**Records**
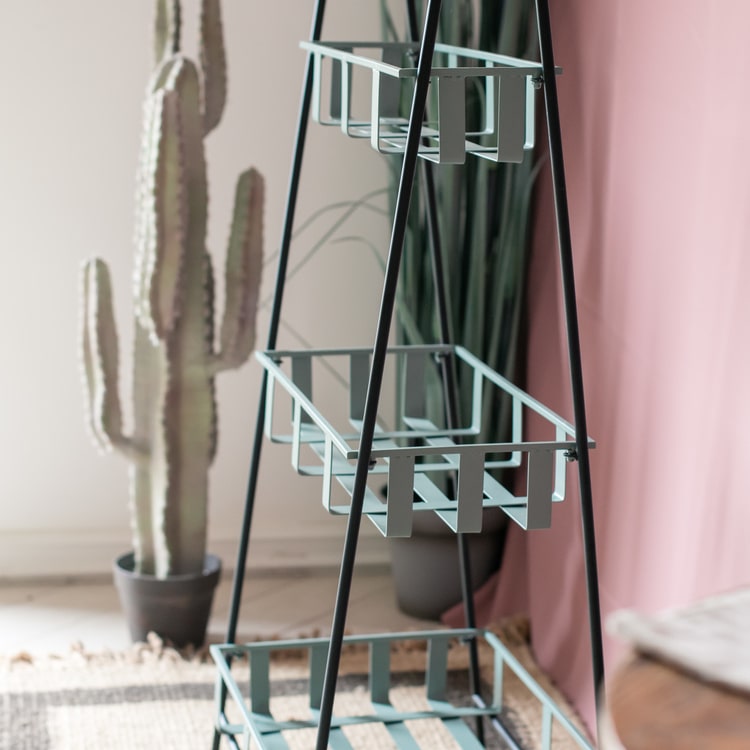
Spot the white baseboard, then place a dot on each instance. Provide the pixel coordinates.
(75, 554)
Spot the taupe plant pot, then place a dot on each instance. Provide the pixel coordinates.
(426, 570)
(176, 608)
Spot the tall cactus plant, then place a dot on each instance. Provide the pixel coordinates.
(175, 356)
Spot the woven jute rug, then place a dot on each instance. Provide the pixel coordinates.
(152, 696)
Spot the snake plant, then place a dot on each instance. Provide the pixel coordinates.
(484, 211)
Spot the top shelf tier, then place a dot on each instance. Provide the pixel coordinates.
(481, 103)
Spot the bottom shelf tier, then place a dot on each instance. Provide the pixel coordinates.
(417, 718)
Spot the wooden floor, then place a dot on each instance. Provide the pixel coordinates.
(46, 618)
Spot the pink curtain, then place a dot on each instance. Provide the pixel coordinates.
(655, 105)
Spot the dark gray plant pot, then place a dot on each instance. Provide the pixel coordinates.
(176, 608)
(426, 571)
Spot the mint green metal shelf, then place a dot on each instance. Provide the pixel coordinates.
(412, 457)
(376, 79)
(255, 721)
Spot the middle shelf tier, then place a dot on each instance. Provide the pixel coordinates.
(454, 473)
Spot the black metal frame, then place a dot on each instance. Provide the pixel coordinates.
(408, 172)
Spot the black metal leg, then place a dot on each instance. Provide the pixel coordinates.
(273, 329)
(450, 386)
(388, 299)
(574, 347)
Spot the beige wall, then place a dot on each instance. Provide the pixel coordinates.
(73, 74)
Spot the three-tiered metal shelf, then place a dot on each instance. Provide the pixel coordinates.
(432, 465)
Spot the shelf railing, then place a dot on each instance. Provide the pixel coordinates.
(255, 720)
(417, 455)
(505, 87)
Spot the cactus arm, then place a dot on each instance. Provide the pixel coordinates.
(167, 25)
(99, 356)
(243, 272)
(213, 64)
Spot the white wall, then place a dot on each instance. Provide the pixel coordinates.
(72, 76)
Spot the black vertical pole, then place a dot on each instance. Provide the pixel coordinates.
(450, 385)
(273, 329)
(574, 347)
(385, 317)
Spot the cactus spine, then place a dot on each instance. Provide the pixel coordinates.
(174, 433)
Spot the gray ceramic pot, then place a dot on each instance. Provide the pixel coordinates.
(176, 608)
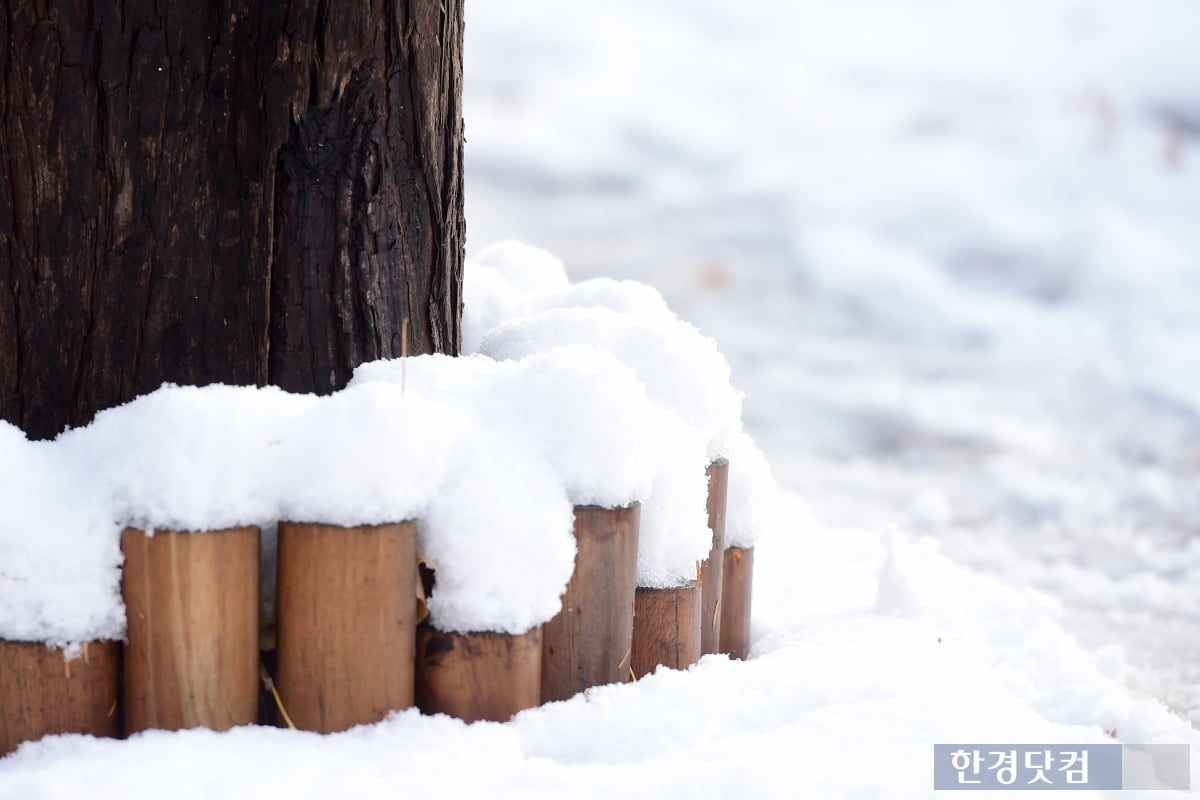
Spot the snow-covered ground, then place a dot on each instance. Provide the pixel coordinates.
(951, 252)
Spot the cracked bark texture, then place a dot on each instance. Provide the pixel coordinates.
(239, 191)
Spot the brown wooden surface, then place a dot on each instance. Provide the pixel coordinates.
(589, 642)
(41, 693)
(713, 567)
(666, 629)
(736, 601)
(192, 606)
(347, 625)
(245, 192)
(478, 675)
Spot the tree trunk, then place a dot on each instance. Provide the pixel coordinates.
(238, 191)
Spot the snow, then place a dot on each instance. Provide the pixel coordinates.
(570, 405)
(949, 251)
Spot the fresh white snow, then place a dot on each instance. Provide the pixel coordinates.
(949, 251)
(577, 405)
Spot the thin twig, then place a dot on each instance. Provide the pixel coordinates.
(269, 683)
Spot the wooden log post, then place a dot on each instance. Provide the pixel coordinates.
(736, 601)
(347, 623)
(42, 693)
(478, 675)
(591, 641)
(192, 606)
(713, 567)
(666, 629)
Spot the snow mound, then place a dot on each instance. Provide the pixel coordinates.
(591, 394)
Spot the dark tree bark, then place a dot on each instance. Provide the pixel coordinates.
(237, 191)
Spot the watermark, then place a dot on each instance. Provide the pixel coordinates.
(1062, 767)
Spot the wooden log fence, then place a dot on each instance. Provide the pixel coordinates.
(191, 602)
(349, 650)
(346, 614)
(591, 641)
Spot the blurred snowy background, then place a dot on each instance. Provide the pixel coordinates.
(952, 250)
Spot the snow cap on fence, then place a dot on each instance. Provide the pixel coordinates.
(588, 394)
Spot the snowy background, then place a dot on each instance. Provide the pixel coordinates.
(951, 248)
(951, 251)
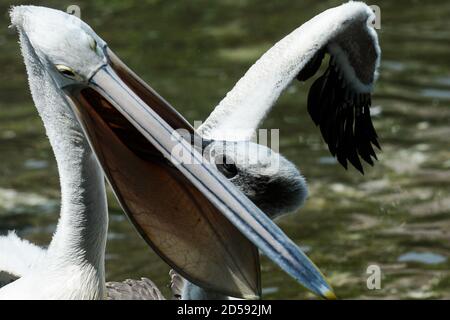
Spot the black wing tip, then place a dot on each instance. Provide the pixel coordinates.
(343, 116)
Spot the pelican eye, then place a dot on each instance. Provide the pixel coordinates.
(227, 167)
(93, 44)
(66, 71)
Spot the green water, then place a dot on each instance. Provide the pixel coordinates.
(396, 216)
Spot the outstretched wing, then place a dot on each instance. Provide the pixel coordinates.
(17, 257)
(338, 101)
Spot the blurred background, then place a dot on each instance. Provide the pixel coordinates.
(396, 216)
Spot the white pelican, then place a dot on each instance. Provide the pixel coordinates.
(338, 103)
(99, 115)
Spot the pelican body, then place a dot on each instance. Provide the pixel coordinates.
(103, 120)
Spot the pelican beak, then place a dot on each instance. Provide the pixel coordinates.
(189, 213)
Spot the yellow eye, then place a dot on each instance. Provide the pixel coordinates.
(93, 44)
(66, 71)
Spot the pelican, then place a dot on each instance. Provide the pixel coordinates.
(103, 120)
(338, 102)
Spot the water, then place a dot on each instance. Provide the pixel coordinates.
(396, 216)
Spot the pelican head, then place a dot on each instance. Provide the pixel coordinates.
(271, 181)
(189, 213)
(65, 46)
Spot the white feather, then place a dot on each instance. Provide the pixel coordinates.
(238, 115)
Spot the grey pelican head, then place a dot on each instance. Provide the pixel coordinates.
(271, 181)
(189, 213)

**Try it**
Leave out the pictures and reproduce the rest of the records exactly.

**Written response**
Spot the white baseboard, then place a dot on each instance. Provide the pixel coordinates.
(75, 554)
Spot the taupe plant pot, then place a dot on each instance. Provide the pixel coordinates.
(426, 570)
(176, 608)
Spot the tall cactus plant, then place a dot on each instance. Provide the pixel coordinates.
(175, 356)
Spot the woven jute rug, then place a dot on each instance. Provide the pixel coordinates.
(152, 696)
Spot the snake plant, then place a dot on each instance. Provide the pixel coordinates.
(484, 211)
Spot the top shelf tier, then place a dot on each instance. Provide the pixel coordinates.
(481, 103)
Spot the bottom shelf tier, then place a dot on each instance. Provide the pixel coordinates.
(417, 718)
Spot the wooden floor, then place a dot on each instance. Provide the pixel coordinates.
(46, 618)
Spot the pink curtain, then place a dot on each instance. Provide the pixel coordinates.
(655, 105)
Spot the dark gray plant pot, then place a dot on each instance. Provide the pixel coordinates.
(176, 608)
(426, 571)
Spot the mint green metal shelf, then place a dot on each instance. Provide the pixel coordinates.
(412, 457)
(376, 79)
(255, 721)
Spot the middle shelf tier, then place a dot on each instance. Provide the pixel coordinates.
(454, 473)
Spot the black metal frame, then place a dot on each instance. Provide the pixel coordinates.
(408, 172)
Spot the black metal leg, then place a dot on each instance. Provide the pixel coordinates.
(273, 329)
(450, 386)
(388, 299)
(574, 347)
Spot the beige wall, then place a dot on each instance. Provide the pixel coordinates.
(73, 74)
Spot the three-tiered metal shelf, then place a dot on each instance. Provide the pixel coordinates.
(432, 465)
Spot the shelf railing, then place a dot on each instance. Provide the pixel coordinates.
(255, 720)
(417, 455)
(505, 87)
Spot the cactus arm, then place a dot on each instance. Provide the pixel coordinates.
(167, 25)
(99, 356)
(243, 272)
(213, 64)
Spot the white wall, then place a dot on each instance. Provide the pixel coordinates.
(72, 76)
Spot the black vertical pole, then place a dot on each instance. Provide the pixel coordinates.
(450, 385)
(273, 329)
(574, 347)
(385, 317)
Spot the cactus spine, then place a dot on each instance. Provide the pixel coordinates.
(174, 433)
Spot the gray ceramic pot, then place a dot on each instance. Provide the pixel coordinates.
(176, 608)
Spot the snow-covered ground, then place a dot on each instance. Provide the pixel coordinates.
(951, 252)
Spot the cracked bark texture, then place a dot on each instance. Provide the pixel coordinates.
(239, 191)
Spot the brown wooden surface, then place a dot on each instance. Provide the pixel coordinates.
(589, 642)
(41, 693)
(713, 567)
(666, 629)
(736, 601)
(192, 606)
(347, 625)
(245, 192)
(478, 675)
Spot the tree trunk, then place a dot on each instance. Provide the pixel coordinates.
(238, 191)
Spot the snow, then place a dot on each instance. Provide the pixel coordinates.
(570, 405)
(949, 251)
Spot the fresh white snow, then place a dot on each instance. Provide the pixel coordinates.
(949, 251)
(577, 405)
Spot the thin twig, then place a dot on each instance. Provide the pixel coordinates.
(269, 683)
Spot the wooden log post, then place a dot on each instance. Provide the pixel coordinates.
(736, 601)
(347, 623)
(42, 693)
(478, 675)
(591, 641)
(192, 606)
(713, 567)
(666, 629)
Spot the snow mound, then place a dot on each instance. Provide the pixel coordinates.
(591, 394)
Spot the dark tree bark, then place a dot on each instance. Provide the pixel coordinates.
(237, 191)
Spot the watermark, then place a dot on each instance. Provide the pixel coordinates.
(1062, 767)
Spot the wooden log fence, then place a dot on each instance. Provide the pixel coordinates.
(191, 602)
(349, 650)
(346, 614)
(591, 641)
Spot the blurred snowy background, then place a dot on each instance. Provide the pixel coordinates.
(952, 250)
Spot the snow cap on fence, then place a dot on each instance. Provide the pixel coordinates.
(588, 394)
Spot the snowy background, then place a dot on each instance. Provide the pixel coordinates.
(951, 248)
(951, 251)
Spot the black wing tip, then place a dot on each instance. Provide the pixel coordinates.
(343, 116)
Spot the pelican eye, then place a dot on each instance. Provide the pixel coordinates.
(227, 167)
(93, 44)
(66, 71)
Spot the green water, then place a dot on each instance. Provide the pixel coordinates.
(396, 216)
Spot the outstretched wing, then place a dot on each instance. Provide the pixel coordinates.
(17, 257)
(338, 101)
Spot the blurred background, then place a dot on each instance. Provide the pixel coordinates.
(396, 216)
Spot the white pelican, then place a dot on each instance. Provide the pixel coordinates.
(338, 103)
(99, 115)
Spot the pelican body, then place a dot on each instance. Provide the pixel coordinates.
(103, 120)
Spot the pelican beak, then place a dot on each instance. Provide the pixel coordinates.
(189, 213)
Spot the yellow eye, then place a dot on each instance. Provide the pixel coordinates.
(93, 44)
(66, 71)
Spot the pelican, then place a dot on each instance. Provide the pixel coordinates.
(103, 120)
(338, 102)
Spot the water, then place a dot on each instance. Provide the pixel coordinates.
(396, 216)
Spot the pelican head, then place a dot on each instance. Provide the pixel coordinates.
(271, 181)
(189, 213)
(65, 46)
Spot the white feather, then place a dot on each instance. Provide the pixel coordinates.
(238, 115)
Spot the grey pelican head, then place a dot on each instance. Provide the pixel coordinates.
(271, 181)
(189, 213)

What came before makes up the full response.